- _Work required_:
For the word "below", tally the lines of the data that contain it and give the tally alone.

+ + + + + + +

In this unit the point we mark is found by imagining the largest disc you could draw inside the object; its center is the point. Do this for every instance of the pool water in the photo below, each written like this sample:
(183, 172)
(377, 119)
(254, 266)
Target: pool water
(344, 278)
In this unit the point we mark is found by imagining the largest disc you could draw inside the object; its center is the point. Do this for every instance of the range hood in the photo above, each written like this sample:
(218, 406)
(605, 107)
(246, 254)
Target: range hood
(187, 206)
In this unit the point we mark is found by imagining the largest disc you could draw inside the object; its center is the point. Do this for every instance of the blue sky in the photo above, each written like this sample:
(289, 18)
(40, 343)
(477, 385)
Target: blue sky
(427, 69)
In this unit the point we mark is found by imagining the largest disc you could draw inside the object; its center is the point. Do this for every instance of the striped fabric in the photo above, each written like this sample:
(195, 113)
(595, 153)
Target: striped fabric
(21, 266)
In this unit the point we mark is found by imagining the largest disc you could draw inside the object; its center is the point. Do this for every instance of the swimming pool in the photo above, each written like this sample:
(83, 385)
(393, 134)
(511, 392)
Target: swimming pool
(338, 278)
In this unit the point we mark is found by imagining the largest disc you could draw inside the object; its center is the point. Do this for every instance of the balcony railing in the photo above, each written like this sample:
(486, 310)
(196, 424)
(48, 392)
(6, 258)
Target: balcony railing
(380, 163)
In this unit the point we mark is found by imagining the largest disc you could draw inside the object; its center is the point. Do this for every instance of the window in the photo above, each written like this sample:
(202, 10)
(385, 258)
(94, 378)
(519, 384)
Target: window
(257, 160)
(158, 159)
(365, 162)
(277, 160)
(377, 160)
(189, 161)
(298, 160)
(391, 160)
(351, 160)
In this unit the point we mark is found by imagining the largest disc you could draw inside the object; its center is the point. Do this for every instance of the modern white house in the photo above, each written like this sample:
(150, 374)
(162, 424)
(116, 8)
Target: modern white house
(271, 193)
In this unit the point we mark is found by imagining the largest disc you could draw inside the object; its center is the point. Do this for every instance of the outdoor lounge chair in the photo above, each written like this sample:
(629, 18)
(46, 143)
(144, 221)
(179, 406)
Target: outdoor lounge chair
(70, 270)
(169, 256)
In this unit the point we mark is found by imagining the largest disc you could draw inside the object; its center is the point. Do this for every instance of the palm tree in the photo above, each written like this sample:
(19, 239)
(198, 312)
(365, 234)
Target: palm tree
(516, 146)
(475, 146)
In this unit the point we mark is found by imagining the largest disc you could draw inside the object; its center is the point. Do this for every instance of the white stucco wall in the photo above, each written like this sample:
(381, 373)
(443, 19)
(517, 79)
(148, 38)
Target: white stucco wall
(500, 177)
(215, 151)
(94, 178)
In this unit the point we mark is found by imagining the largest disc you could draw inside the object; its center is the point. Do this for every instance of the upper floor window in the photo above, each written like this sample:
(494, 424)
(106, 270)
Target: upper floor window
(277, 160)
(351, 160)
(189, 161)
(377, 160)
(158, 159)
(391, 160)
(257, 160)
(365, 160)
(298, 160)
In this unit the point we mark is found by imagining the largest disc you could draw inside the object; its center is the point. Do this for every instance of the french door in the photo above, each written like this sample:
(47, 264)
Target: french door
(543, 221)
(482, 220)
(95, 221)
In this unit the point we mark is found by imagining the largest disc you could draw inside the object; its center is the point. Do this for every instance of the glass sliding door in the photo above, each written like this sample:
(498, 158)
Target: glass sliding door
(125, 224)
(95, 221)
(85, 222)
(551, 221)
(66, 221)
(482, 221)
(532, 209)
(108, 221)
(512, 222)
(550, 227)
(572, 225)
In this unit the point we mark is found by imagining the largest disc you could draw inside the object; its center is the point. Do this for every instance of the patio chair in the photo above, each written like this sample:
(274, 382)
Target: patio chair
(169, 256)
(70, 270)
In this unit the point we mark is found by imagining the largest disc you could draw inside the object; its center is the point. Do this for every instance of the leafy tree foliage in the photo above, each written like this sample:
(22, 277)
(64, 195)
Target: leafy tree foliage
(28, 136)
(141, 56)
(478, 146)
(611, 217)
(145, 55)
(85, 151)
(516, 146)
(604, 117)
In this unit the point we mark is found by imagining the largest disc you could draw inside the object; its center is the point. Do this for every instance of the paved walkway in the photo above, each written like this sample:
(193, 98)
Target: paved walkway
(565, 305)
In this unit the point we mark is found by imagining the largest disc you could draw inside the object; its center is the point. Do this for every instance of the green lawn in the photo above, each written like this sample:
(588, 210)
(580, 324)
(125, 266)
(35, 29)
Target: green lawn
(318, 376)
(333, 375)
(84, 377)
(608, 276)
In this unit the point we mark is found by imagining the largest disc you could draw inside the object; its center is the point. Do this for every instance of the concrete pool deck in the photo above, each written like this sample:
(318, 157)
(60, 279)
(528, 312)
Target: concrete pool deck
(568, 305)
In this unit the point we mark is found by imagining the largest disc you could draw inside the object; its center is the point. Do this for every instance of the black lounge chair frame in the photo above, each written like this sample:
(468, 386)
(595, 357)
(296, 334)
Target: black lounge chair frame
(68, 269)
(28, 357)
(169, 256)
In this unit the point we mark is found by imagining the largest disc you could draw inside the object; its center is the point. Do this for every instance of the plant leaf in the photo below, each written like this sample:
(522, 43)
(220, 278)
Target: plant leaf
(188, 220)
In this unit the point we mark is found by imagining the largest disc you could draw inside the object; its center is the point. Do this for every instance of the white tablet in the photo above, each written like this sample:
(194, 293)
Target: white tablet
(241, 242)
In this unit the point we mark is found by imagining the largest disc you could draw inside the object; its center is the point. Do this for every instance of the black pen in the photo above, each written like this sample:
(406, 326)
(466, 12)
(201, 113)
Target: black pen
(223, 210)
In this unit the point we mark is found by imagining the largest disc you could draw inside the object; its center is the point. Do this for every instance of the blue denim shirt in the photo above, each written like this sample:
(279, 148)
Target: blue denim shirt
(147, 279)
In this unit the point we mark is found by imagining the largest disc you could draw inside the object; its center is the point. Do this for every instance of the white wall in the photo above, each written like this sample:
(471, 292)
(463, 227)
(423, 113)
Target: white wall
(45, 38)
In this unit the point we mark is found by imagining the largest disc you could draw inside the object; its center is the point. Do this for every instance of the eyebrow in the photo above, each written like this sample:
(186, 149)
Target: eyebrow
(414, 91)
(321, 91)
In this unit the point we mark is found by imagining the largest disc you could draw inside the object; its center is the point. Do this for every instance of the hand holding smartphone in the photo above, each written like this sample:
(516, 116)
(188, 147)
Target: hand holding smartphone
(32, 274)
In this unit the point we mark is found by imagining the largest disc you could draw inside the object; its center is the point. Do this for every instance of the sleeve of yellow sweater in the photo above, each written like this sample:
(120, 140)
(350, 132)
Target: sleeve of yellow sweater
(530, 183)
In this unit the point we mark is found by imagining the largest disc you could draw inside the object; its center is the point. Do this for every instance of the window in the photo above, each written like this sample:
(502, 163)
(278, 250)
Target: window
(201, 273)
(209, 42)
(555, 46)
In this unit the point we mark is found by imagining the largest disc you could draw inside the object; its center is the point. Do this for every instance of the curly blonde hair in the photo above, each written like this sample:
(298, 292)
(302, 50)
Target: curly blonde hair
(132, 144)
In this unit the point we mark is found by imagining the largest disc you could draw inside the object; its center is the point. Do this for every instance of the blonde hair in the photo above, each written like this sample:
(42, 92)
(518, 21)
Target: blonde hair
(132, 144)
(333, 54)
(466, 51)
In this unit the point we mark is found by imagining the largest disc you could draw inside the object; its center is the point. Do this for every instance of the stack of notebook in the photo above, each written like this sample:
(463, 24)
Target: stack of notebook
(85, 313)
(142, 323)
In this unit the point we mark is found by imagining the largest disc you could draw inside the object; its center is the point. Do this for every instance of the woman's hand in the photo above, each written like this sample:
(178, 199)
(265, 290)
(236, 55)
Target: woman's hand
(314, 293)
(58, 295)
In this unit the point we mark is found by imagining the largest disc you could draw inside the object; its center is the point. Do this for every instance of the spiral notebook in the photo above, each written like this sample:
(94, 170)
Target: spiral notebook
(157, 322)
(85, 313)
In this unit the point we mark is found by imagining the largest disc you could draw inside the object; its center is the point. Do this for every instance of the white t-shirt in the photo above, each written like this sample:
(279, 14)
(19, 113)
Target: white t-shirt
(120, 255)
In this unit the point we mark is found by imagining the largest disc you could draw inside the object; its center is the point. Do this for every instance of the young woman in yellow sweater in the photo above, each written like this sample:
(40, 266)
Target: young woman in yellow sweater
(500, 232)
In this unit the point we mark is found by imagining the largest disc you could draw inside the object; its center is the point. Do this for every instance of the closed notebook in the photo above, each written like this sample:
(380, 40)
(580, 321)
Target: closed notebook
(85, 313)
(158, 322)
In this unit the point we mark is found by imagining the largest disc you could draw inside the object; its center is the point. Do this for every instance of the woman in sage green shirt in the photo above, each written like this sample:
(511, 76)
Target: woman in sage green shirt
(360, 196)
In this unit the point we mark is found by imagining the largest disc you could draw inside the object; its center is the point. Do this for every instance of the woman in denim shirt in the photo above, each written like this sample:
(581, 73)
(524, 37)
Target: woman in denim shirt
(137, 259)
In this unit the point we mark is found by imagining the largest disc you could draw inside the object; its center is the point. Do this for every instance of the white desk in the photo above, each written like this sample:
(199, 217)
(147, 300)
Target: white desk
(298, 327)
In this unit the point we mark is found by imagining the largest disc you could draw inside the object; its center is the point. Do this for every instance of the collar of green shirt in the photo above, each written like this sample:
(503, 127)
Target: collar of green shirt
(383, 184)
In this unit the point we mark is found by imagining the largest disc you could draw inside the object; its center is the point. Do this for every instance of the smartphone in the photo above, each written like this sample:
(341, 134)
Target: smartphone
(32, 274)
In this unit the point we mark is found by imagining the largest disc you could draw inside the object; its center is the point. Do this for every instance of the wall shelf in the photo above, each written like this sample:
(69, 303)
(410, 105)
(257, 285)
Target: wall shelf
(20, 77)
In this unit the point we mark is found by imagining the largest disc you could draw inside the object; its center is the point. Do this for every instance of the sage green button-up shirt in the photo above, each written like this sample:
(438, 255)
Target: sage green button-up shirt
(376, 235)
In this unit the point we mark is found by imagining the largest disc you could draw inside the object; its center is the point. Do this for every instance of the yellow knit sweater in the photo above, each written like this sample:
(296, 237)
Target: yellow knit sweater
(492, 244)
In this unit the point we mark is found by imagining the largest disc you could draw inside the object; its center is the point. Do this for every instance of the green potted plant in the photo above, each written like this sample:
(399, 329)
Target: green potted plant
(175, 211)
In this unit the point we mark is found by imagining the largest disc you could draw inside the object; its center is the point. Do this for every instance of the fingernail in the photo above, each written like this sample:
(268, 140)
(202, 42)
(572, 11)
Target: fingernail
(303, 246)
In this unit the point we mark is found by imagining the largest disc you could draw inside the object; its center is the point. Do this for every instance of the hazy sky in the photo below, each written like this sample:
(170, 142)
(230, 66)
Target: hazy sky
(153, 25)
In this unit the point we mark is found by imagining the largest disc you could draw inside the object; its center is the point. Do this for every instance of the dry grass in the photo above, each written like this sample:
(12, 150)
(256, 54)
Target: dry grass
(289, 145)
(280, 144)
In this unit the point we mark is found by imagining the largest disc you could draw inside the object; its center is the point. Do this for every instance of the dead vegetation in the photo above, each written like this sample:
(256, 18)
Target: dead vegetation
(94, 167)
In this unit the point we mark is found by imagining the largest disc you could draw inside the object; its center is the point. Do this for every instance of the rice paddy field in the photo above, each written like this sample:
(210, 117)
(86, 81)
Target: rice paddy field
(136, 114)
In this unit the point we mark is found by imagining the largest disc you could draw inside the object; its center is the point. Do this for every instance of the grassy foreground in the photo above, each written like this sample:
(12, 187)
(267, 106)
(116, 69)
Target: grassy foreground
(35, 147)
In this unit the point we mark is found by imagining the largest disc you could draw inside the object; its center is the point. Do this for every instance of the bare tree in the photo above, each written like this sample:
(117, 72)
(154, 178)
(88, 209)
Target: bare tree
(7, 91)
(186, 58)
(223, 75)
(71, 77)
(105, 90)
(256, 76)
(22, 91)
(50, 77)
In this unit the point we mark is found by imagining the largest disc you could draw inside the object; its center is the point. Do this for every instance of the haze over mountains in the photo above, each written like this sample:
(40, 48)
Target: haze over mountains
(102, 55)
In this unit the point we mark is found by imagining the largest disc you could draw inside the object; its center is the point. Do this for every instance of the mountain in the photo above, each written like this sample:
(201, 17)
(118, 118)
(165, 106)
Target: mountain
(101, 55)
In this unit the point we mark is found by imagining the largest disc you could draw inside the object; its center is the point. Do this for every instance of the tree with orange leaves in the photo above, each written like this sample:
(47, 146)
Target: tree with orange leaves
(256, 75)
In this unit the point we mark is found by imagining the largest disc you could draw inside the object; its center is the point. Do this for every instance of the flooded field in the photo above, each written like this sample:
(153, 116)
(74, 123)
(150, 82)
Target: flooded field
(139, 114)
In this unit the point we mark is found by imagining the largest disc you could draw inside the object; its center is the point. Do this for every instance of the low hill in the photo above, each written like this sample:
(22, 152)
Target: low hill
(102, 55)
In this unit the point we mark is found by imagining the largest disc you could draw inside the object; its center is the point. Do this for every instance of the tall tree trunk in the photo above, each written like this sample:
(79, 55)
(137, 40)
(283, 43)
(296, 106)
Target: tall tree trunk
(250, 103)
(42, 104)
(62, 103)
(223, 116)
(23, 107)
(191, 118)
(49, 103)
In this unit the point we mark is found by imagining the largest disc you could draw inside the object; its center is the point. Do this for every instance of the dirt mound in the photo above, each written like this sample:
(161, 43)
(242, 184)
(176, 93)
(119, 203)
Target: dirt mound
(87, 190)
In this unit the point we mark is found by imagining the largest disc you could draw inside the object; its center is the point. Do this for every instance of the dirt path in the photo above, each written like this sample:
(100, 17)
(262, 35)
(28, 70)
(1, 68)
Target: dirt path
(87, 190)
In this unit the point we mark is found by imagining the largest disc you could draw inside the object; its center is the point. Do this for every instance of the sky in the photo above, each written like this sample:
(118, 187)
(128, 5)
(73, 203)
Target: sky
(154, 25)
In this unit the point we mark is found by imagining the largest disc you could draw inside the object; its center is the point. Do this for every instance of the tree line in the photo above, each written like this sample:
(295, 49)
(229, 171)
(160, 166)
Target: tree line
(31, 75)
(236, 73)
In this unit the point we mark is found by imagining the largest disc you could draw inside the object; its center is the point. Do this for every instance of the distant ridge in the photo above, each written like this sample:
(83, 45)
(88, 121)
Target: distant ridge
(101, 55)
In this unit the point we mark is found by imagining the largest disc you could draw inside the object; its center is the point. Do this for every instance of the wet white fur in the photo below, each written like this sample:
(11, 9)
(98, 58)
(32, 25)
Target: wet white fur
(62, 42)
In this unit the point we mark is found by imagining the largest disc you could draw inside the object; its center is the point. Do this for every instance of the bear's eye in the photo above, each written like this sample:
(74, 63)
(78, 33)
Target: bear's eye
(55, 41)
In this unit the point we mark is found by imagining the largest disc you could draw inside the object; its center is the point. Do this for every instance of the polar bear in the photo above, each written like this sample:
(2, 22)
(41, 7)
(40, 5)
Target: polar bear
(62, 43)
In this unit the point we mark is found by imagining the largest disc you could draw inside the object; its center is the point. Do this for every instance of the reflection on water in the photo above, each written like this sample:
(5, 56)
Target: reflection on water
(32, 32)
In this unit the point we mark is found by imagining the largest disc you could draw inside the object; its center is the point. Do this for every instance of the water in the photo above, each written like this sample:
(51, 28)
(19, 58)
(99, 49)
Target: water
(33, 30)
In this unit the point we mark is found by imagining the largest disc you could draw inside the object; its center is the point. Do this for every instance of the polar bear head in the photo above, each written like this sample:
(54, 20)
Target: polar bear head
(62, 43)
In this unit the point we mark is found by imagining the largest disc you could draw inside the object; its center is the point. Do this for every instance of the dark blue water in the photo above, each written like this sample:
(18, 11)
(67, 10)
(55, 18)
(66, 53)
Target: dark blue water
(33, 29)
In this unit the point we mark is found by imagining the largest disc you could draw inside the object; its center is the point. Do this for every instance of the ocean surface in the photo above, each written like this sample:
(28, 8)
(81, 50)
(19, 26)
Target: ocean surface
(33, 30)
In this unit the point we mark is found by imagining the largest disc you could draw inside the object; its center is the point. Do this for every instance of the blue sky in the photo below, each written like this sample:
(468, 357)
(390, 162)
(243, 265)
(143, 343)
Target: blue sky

+ + + + + + +

- _Result for this exercise_:
5